Scan the data that follows and count the lines with the string "below"; answer with the count alone.

[Extracted records]
*** Block opens ***
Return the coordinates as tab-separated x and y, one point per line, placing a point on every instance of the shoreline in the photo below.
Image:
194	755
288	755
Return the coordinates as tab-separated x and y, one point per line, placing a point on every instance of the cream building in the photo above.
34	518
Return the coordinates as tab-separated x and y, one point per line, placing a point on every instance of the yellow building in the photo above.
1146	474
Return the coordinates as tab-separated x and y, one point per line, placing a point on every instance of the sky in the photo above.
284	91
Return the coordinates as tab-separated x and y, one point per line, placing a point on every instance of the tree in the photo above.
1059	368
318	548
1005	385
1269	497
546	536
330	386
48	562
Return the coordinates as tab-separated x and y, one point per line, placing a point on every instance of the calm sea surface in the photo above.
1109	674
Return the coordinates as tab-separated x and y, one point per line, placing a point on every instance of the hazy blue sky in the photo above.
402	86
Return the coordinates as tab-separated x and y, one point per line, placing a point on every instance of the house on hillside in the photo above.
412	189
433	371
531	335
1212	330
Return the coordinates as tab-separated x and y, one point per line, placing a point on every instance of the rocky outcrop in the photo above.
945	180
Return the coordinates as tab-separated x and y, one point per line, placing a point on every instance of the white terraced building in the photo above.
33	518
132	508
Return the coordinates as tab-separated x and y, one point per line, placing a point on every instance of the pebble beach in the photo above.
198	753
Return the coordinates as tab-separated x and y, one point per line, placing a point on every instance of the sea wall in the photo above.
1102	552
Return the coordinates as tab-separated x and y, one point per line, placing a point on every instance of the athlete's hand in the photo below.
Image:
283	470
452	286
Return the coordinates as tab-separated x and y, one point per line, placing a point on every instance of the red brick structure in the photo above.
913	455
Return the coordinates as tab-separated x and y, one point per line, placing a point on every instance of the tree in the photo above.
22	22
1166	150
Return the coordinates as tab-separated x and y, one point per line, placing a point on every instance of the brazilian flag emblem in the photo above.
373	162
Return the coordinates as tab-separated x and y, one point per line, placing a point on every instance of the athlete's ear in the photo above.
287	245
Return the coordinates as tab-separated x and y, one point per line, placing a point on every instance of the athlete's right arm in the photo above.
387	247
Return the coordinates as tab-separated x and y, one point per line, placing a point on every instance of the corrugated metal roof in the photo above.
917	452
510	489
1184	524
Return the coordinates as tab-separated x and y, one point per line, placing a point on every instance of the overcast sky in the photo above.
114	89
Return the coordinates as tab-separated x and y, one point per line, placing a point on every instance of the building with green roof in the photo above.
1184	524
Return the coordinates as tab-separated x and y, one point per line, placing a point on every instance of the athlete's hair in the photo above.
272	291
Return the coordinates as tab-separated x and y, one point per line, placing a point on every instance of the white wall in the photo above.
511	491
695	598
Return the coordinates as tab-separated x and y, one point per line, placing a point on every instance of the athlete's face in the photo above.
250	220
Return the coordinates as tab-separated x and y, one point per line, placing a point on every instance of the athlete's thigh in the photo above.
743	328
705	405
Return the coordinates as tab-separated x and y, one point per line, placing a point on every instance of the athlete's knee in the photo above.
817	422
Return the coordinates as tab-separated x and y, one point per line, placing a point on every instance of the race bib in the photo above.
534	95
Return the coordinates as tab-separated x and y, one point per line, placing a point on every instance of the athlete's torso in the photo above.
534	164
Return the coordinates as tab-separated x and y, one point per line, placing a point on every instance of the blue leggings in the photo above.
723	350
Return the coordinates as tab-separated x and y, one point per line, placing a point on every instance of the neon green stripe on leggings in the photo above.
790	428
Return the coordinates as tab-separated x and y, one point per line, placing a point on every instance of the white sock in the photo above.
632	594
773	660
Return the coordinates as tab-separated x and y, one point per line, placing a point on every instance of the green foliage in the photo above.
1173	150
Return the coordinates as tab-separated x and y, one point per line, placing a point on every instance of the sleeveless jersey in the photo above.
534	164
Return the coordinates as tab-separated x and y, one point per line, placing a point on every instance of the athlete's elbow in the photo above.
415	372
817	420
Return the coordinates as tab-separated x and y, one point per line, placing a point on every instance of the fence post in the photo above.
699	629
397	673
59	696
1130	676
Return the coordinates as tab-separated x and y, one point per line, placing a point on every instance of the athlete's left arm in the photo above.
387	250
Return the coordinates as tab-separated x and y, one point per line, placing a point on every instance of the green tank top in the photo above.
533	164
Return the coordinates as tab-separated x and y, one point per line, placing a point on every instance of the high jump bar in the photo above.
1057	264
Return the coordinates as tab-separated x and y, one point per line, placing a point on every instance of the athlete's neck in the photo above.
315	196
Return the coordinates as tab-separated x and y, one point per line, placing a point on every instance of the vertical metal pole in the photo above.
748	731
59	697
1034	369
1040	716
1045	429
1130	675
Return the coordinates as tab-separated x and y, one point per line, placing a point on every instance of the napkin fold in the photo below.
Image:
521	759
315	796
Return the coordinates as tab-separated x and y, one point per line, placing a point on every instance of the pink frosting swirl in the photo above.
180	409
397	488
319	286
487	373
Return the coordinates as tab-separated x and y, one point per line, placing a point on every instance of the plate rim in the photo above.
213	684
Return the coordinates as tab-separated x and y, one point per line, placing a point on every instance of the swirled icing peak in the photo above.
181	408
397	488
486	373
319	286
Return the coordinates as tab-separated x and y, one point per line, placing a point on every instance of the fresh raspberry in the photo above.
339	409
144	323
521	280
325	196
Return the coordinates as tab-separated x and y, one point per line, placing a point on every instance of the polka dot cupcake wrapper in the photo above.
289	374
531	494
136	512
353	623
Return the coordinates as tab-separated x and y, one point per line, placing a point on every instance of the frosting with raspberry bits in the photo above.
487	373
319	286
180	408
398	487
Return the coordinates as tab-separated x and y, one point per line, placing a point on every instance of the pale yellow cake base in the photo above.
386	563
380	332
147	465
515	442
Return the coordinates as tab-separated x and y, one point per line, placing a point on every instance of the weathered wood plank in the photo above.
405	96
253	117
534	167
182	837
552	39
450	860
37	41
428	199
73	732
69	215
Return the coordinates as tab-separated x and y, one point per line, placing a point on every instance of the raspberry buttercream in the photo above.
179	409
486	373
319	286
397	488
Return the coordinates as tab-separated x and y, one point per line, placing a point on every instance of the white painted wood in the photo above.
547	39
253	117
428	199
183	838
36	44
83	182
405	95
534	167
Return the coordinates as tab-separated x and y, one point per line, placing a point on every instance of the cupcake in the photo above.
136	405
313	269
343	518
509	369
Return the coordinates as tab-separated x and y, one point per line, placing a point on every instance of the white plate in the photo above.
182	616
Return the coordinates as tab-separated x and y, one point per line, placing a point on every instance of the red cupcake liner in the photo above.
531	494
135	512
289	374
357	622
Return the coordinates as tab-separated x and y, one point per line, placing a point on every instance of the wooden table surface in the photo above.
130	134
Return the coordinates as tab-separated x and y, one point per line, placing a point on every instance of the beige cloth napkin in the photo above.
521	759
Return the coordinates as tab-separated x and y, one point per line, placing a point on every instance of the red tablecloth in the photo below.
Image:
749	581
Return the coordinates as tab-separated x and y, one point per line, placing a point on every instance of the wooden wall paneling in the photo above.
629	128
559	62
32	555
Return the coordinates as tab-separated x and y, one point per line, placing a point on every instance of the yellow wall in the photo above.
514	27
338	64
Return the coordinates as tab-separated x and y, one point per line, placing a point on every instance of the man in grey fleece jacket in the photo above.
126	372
*** Block closes ***
◆ Solution:
4